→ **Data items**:
★ ★ ★ ★
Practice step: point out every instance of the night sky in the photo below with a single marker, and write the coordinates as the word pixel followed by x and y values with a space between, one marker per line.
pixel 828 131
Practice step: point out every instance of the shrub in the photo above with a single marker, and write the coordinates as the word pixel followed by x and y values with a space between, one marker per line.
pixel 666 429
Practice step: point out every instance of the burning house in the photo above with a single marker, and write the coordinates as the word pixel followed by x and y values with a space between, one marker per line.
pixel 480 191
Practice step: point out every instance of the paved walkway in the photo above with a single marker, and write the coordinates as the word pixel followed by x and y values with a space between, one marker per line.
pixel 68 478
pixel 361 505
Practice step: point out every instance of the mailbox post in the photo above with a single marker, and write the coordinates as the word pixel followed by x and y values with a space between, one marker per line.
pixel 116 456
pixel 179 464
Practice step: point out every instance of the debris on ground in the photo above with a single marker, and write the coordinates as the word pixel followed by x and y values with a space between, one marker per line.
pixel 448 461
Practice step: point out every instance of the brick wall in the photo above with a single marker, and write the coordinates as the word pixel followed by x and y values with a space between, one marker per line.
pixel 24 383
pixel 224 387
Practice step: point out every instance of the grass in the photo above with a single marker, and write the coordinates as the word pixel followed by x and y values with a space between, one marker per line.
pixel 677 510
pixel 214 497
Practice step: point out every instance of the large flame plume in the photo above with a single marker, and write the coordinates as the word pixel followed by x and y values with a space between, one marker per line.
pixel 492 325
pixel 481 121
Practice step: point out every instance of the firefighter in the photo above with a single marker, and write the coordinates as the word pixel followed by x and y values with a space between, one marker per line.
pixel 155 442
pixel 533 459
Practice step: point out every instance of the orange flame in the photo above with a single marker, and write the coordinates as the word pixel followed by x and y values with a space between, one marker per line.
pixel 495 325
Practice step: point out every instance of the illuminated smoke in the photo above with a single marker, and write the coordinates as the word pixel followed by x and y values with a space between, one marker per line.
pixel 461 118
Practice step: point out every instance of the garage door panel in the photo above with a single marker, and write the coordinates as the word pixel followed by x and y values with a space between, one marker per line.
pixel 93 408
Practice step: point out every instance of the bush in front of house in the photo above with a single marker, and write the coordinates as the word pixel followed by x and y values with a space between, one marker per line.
★ ★ ★ ★
→ **Written task**: Each line must be given again exactly as written above.

→ **Complete output**:
Practice step: point out every instance of the night sky in the photo below with a single marker, and write the coordinates as the word pixel followed by x and y values with a space between, one marker per line.
pixel 828 131
Practice step: point out every instance of the shrub in the photo above with a single marker, and write the coordinates as the word pixel followed by x and y values with a space between, one marker per line.
pixel 666 429
Practice step: point out every instance of the burning house in the photo above with a single marker, and write the coordinates as the word pixel followed by x and y values with a space between, one marker per line.
pixel 480 191
Practice step: point out every instance of the paved walkway in the photo above with a single marker, and write the coordinates as the word pixel followed by x and y values with a space between, one marker per line.
pixel 68 478
pixel 361 505
Practice step: point out every instance of the mailbox post in the photo above with a single marker, and write the coordinates as the word pixel followed by x and y values with a space between, one marker per line.
pixel 116 456
pixel 179 464
Practice step: point out every instance of the debris on ground in the photo above with a single marker, and write the coordinates as the word pixel followed by x and y values with a space between, one marker per line.
pixel 448 461
Practice step: point out every instance of the brick wall in the photo above with a single marker, and write the coordinates as the word pixel followed by x and y values with a space between, one marker per line.
pixel 24 383
pixel 224 387
Practice step: point out every instance of the grass in the photo above with a single marker, and write the coordinates as the word pixel followed by x and y values with a space between, one marker per line.
pixel 677 510
pixel 214 497
Practice step: point out every instance of the large flame plume in the photo above with a single marker, and write the coordinates as the word pixel followed by x and y values with a space between, one marker per line.
pixel 492 325
pixel 481 121
Practice step: point out every instance of the firefighter in the photo above with a single marker, and write the coordinates as the word pixel followed by x and y values with a space between, one marker per line.
pixel 155 442
pixel 533 459
Practice step: point out every instance of the orange flame in the photo above with a single marker, and write the coordinates as the word pixel followed by x and y values with a space between, one marker per line.
pixel 495 325
Practice step: point out every instance of the illuminated smoke in the photo above with a single marker, and write the coordinates as the word pixel followed by x and y values with a space between, one marker per line.
pixel 461 118
Practice step: point out every instance of the garage door panel in the photo above with a single marker, and write the coordinates as the word pixel followed by x and y values with a space between, one marker per line.
pixel 93 408
Practice step: point out every instance of the bush in front of house in the photo above with a single marker, and write the coordinates as the word pixel followed by x and y values with a space between, one marker per line.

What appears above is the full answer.